Задание =
Можете обновить фрагмент о ракообразных и привести заново часть, которая открывается словами «Отличительной чертой ракообразных» и закрывается словами «скалы и камни.», заменив в ней «панцирь» на «экзоскелет»?

Выбрать главу

Отличительной чертой ракообразных является панцирь, который служит не только каркасом для мышц и внутренних органов, но и защитой от повреждений. В природе им обладает большая группа членистоногих животных — около 52 000 видов. Но для приготовления пищи используются лишь немногие представители. Правда, деление на съедобные — несъедобные весьма условно. Тур Хейердал , описывая свое путешествие на «Кон-Тики» в 1947 году, рассказывает, как члены его команды собирали морских желудей, которыми быстро обрастал плот, варили из них суп и были очень довольны вкусовыми качествами этих рачков. Может быть, зря повара обходят их вниманием? Ведь морскими желудями буквально усыпаны все прибрежные скалы и камни.

Данные =
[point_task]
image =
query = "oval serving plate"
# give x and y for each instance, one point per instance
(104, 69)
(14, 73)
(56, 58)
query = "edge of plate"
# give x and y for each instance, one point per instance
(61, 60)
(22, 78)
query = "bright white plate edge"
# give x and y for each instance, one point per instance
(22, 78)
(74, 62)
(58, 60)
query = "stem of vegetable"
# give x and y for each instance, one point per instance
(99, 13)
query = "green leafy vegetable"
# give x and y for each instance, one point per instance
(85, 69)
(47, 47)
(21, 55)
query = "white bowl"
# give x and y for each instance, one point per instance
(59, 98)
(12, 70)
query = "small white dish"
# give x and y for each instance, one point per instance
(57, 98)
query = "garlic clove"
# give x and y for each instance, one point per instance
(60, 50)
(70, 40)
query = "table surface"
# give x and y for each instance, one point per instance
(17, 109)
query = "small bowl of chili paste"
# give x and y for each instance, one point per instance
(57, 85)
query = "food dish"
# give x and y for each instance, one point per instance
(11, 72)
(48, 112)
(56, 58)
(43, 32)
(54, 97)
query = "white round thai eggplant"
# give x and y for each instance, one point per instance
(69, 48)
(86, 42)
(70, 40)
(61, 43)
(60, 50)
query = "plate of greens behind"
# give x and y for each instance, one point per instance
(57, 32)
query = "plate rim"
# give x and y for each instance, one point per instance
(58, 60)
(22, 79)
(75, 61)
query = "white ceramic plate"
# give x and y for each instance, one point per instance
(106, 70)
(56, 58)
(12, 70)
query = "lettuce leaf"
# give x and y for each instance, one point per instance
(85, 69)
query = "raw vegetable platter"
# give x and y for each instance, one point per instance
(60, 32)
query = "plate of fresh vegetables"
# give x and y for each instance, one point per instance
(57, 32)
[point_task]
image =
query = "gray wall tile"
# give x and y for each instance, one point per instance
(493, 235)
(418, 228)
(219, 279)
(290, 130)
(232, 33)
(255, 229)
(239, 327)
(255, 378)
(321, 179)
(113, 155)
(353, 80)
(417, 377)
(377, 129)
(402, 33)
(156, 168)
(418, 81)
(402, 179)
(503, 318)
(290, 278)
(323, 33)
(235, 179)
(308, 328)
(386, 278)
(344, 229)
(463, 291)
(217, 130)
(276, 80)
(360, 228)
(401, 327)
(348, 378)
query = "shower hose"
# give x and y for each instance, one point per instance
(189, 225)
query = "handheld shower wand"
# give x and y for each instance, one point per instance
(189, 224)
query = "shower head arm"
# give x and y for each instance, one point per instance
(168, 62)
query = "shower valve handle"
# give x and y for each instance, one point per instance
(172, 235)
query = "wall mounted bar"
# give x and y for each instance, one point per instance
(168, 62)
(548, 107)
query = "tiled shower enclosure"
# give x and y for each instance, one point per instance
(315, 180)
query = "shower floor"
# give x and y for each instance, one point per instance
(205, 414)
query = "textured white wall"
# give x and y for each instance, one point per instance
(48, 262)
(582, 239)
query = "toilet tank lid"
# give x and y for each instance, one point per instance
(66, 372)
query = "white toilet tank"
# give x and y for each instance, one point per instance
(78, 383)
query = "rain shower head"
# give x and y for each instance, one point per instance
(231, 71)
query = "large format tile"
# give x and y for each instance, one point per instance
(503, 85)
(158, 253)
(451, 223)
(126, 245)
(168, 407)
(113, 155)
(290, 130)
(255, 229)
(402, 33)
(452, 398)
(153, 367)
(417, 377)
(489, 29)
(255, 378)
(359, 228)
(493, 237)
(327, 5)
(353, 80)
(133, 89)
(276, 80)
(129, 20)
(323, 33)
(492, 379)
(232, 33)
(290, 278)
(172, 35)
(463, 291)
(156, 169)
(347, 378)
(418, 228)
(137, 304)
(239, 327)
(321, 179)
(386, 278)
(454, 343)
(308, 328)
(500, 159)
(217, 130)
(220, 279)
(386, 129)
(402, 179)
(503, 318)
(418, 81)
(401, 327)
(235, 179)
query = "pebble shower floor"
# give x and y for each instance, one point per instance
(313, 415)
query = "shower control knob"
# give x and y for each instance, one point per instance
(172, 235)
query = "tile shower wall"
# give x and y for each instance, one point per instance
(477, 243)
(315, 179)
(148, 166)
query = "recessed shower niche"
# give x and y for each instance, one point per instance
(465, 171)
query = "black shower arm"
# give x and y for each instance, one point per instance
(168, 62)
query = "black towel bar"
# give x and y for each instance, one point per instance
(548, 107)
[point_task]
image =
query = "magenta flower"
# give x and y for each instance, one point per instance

Письменное решение =
Отличительной чертой ракообразных является экзоскелет, который служит не только каркасом для мышц и внутренних органов, но и защитой от повреждений. В природе им обладает большая группа членистоногих животных — около 52 000 видов. Но для приготовления пищи используются лишь немногие представители. Правда, деление на съедобные — несъедобные весьма условно. Тур Хейердал , описывая свое путешествие на «Кон-Тики» в 1947 году, рассказывает, как члены его команды собирали морских желудей, которыми быстро обрастал плот, варили из них суп и были очень довольны вкусовыми качествами этих рачков. Может быть, зря повара обходят их вниманием? Ведь морскими желудями буквально усыпаны все прибрежные скалы и камни.